* _Task prompt_: Repeat each line of the data below exactly, but skip the pictures.

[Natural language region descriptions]
____
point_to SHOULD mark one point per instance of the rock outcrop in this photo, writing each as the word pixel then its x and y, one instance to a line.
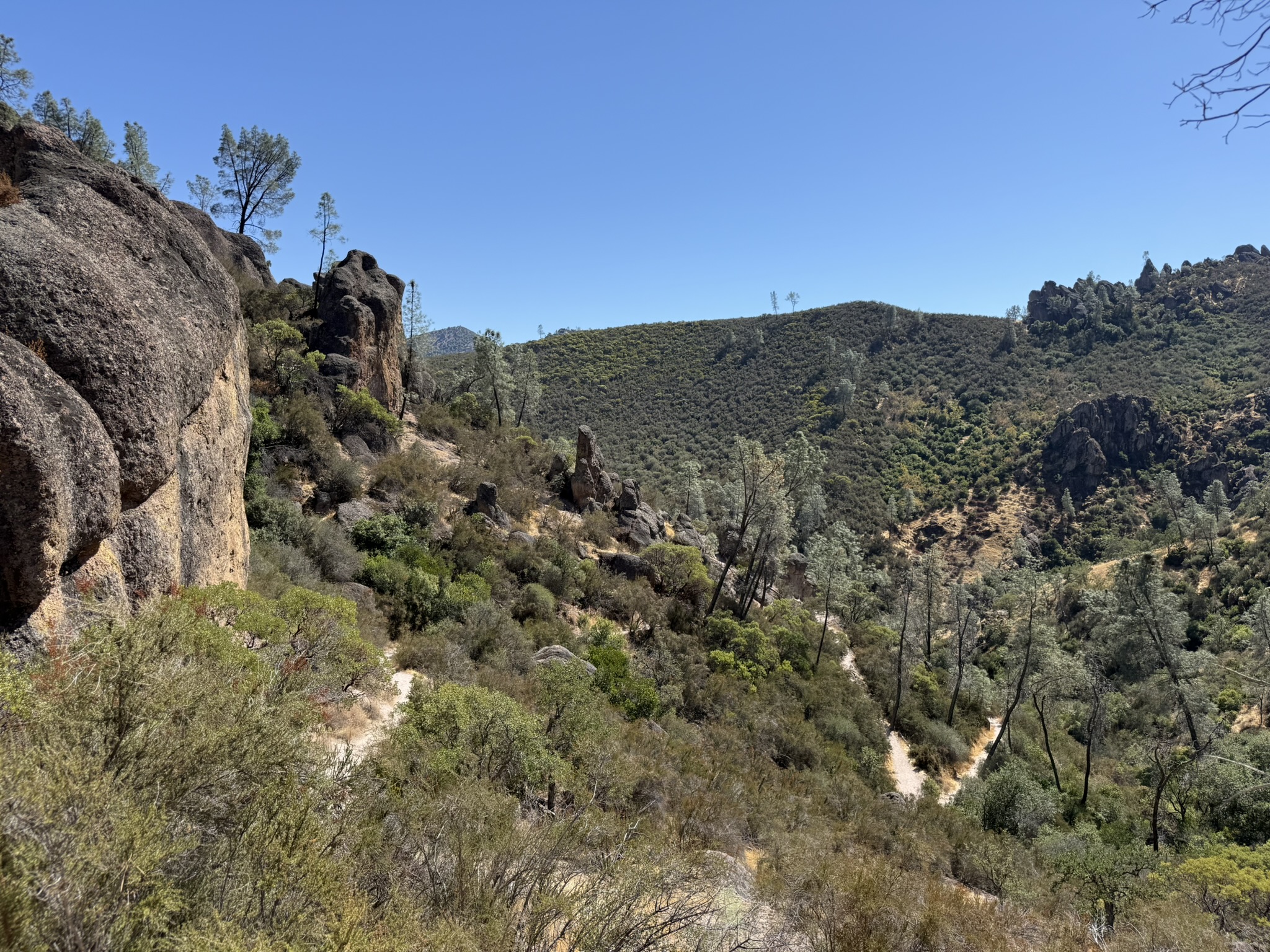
pixel 1105 436
pixel 123 395
pixel 360 318
pixel 591 484
pixel 559 654
pixel 487 505
pixel 686 534
pixel 637 521
pixel 241 255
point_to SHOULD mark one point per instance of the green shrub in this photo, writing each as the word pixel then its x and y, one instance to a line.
pixel 338 477
pixel 303 423
pixel 473 731
pixel 278 519
pixel 357 412
pixel 634 696
pixel 535 602
pixel 381 535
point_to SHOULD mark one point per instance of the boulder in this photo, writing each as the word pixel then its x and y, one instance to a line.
pixel 351 513
pixel 559 654
pixel 123 395
pixel 796 575
pixel 340 369
pixel 360 318
pixel 641 526
pixel 487 505
pixel 241 255
pixel 629 498
pixel 686 534
pixel 357 450
pixel 591 483
pixel 628 565
pixel 1147 281
pixel 1104 436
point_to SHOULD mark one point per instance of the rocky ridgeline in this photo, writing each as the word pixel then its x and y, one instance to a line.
pixel 1122 433
pixel 593 488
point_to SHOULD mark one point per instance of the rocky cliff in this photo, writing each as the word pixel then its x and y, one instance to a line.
pixel 360 318
pixel 123 395
pixel 1104 436
pixel 239 254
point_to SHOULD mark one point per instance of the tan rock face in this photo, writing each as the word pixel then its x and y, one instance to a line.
pixel 123 395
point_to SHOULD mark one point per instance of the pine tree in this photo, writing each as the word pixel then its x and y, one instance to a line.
pixel 14 82
pixel 86 131
pixel 526 384
pixel 136 162
pixel 833 559
pixel 93 140
pixel 931 576
pixel 418 342
pixel 254 173
pixel 1217 506
pixel 687 489
pixel 493 375
pixel 202 192
pixel 328 230
pixel 1068 507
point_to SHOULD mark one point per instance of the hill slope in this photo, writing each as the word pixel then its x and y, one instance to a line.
pixel 945 405
pixel 453 340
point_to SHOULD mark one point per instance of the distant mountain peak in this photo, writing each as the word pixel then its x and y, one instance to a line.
pixel 453 340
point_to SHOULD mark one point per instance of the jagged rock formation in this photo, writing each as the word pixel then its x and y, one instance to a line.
pixel 591 485
pixel 1105 436
pixel 242 257
pixel 487 505
pixel 686 534
pixel 123 395
pixel 360 318
pixel 559 654
pixel 637 521
pixel 453 340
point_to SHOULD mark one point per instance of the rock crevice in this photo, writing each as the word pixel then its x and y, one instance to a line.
pixel 123 394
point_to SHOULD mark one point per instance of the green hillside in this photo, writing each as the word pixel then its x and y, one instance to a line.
pixel 944 407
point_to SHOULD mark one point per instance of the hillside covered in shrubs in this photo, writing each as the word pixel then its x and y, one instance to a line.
pixel 504 682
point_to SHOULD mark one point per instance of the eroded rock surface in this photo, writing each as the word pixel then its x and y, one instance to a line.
pixel 1105 436
pixel 360 318
pixel 239 254
pixel 123 395
pixel 591 485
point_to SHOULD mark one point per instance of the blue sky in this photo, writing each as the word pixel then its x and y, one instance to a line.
pixel 593 164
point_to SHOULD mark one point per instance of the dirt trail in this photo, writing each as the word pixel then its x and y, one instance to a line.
pixel 900 762
pixel 356 729
pixel 978 754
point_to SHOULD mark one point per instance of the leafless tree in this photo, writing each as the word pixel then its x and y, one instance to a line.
____
* _Written response_:
point_to SHOULD mark one point per instance of the rock outcrop in this photo, writing each as the word pixel then its x and y, one instance to a line.
pixel 1105 436
pixel 123 395
pixel 360 318
pixel 591 484
pixel 559 654
pixel 487 505
pixel 686 534
pixel 637 521
pixel 241 255
point_to SHOULD mark one point per instance of the green shrub in this photo, writing each as the word pixel then its x and y, one instance to a line.
pixel 338 477
pixel 303 423
pixel 473 731
pixel 278 519
pixel 357 412
pixel 634 696
pixel 535 602
pixel 381 535
point_to SHOULD mark one point per instance of the boulder in this photo, writing each as the word pixel then its x and y, one instance to a line.
pixel 351 513
pixel 559 654
pixel 123 395
pixel 796 575
pixel 340 369
pixel 360 318
pixel 641 526
pixel 487 505
pixel 241 255
pixel 629 498
pixel 686 534
pixel 357 450
pixel 591 483
pixel 628 565
pixel 1147 281
pixel 1104 436
point_to SHOULD mark one point per instance of the rocky ridgeline in this photo, writing each as the word pixel then its x and y, one instance to a line.
pixel 1122 433
pixel 593 488
point_to SHOULD mark one point per instance of the rocky cliff in this photo, writing each as the word pixel then its x and y, one instance to a line.
pixel 360 318
pixel 123 395
pixel 1104 436
pixel 239 254
point_to SHOULD mark one point per instance of the tan rock face in this photo, writing each as the word pixel then its x and y, one instance to a line.
pixel 123 395
point_to SHOULD mark one point per instance of the pine tree in this photo, writing each as the word pixel then its x and y, one instance to a line.
pixel 14 82
pixel 86 131
pixel 526 384
pixel 136 162
pixel 833 559
pixel 93 140
pixel 931 576
pixel 418 342
pixel 254 173
pixel 1217 506
pixel 687 489
pixel 493 375
pixel 202 192
pixel 328 230
pixel 1068 507
point_to SHOULD mark one point per instance of the hill slope in this photo, writing each as the word pixel then its x and y, one instance to a line.
pixel 945 405
pixel 453 340
point_to SHOULD mark one point per instance of the distant mountain peak in this photo, writing each as the word pixel then its x and y, one instance to a line.
pixel 453 340
point_to SHOULD mark one point per instance of the jagged rock formation in this photo, writing each as the word pixel then its x and y, one instance to a line.
pixel 591 485
pixel 1105 436
pixel 242 257
pixel 487 505
pixel 686 534
pixel 123 395
pixel 360 318
pixel 559 654
pixel 637 521
pixel 453 340
point_to SHOULD mark one point per instance of the rock crevice in this photo, writing each as the word pixel then its x and y, one instance to a line.
pixel 123 394
point_to SHOULD mark one point per instance of the green hillside in this photo, writing each as the word pixel then its x and y, one instance to a line.
pixel 944 407
point_to SHOULD mark one point per instance of the hillside covered in shrubs in this photo, writing each as the word pixel then its x and y, one instance to a line.
pixel 504 682
point_to SHOULD mark one point per instance of the eroded rock surface in this photo, writing each as the word pixel then its x and y, one instance to a line.
pixel 1105 436
pixel 360 318
pixel 239 254
pixel 123 395
pixel 591 485
point_to SHOULD mark one point per instance of the blue sky in this photo, writing each as the word pixel then its x and y, one instance to a line.
pixel 593 164
point_to SHOULD mark one point per instance of the dirt trail in this photo, writing each as the word pixel then its x and y, one instance to a line.
pixel 900 762
pixel 356 729
pixel 978 754
point_to SHOULD mark one point per instance of the leafless tree in this photo, writing each as the word pixel then its x and y, one instance to a line.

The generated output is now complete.